Parts of the exercise →
1: Rewrite the paragraph of the letter that begins "Furthermore, the position adopted by Dr Cass" as a short bulleted list that keeps its main points.
2: According to the letter, what percentage of studies on transgender healthcare did Dr Cass and her team exclude?

Excerpt →

I had words for the BMJ. I don’t know if they’ll stay up on the BMJ’s site, but they’re here if they don’t.
Dear Editor,
The BMJ’s editorial supportive of the findings of the Cass review will stand as one of the poorest decisions in this journal’s storied history. On final publication it has become incredibly clear that the review was deeply politicised. Dr Cass and her team’s decision to exclude the 98% of studies on transgender healthcare – with positive findings – for failing to be double blind studies, but then to include multiple non-double-blinded studies, which were supportive of her own position, is damning by itself.
It makes a mockery of the concept of a review. Had I handed this in as part of any of my degree studies I would have failed because it lacks even the most basic principles of scientific rigour.
Furthermore, the position adopted by Dr Cass, that — because a large proportion of people who start puberty blockers go on to require further gender affirming care we should not prescribe blockers — shows a fundamental misunderstanding of the situation. That is broadly the equivalent of complaining that patients who present to an emergency department having an ST elevation MI go on to have reperfusion therapy. The guidelines have successfully identified those requiring treatment, we gave it, and it worked. Puberty blockers were always a compromise because people were concerned about children making their minds up too fast. It turns out that children know who they are.

[Stored dataset items]

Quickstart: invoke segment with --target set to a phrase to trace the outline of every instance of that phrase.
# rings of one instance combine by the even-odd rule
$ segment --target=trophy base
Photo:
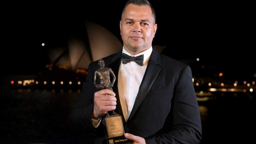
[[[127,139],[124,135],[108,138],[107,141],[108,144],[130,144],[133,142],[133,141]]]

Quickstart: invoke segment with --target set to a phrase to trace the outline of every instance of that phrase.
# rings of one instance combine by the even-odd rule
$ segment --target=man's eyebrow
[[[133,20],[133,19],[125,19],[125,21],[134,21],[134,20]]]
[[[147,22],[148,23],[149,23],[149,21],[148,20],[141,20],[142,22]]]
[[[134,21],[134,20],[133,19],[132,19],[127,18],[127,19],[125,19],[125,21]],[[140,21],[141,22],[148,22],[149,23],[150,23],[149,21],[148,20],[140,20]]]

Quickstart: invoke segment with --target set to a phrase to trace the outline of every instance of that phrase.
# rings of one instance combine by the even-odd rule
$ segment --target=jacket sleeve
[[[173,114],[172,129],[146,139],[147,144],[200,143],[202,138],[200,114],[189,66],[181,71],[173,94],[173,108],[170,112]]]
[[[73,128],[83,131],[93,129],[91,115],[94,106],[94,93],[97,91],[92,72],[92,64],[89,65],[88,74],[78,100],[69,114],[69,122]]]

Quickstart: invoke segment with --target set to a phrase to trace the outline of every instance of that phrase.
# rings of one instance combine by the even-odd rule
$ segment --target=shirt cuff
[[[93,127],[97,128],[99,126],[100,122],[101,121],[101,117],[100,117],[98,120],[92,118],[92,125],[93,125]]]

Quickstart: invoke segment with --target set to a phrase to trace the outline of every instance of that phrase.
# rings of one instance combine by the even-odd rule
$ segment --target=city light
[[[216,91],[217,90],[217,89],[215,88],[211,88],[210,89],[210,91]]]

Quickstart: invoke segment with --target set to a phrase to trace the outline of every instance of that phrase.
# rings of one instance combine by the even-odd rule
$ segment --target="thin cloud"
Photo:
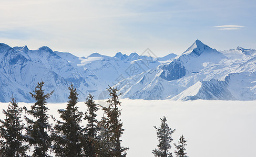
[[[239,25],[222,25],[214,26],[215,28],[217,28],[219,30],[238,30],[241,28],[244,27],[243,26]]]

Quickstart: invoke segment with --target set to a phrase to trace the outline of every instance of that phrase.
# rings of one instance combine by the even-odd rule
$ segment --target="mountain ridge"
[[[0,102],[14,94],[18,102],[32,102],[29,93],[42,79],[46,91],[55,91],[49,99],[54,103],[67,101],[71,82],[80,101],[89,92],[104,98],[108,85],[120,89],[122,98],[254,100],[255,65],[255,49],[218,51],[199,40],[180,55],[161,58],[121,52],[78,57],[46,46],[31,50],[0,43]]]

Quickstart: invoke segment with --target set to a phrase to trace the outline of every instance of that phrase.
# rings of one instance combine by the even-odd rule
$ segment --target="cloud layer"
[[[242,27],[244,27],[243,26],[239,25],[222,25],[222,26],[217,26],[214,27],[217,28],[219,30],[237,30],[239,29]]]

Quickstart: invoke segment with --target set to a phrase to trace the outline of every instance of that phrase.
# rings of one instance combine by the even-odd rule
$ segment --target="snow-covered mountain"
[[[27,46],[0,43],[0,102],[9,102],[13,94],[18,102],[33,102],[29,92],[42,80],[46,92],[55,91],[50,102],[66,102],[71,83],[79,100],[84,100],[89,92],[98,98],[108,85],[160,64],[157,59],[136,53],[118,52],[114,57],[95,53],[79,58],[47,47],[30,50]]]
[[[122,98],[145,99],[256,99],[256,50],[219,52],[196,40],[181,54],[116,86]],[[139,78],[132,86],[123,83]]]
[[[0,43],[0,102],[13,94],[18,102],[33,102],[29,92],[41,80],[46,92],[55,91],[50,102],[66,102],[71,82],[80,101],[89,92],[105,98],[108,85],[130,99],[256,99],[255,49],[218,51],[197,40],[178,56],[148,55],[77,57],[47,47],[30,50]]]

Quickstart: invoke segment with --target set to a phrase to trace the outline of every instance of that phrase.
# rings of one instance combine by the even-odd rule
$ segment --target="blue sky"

Set of answers →
1:
- Dr Cass holds that puberty blockers should not be prescribed because a large proportion of people who start them go on to require further gender affirming care.
- The letter calls this a fundamental misunderstanding of the situation.
- It compares the argument to complaining that emergency department patients with an ST elevation MI go on to have reperfusion therapy.
- In the letter's view, the guidelines identified those requiring treatment, the treatment was given, and it worked.
- Puberty blockers were always a compromise, driven by concern that children make up their minds too fast, and the letter concludes that children know who they are.

2: The letter says they excluded 98% of those studies.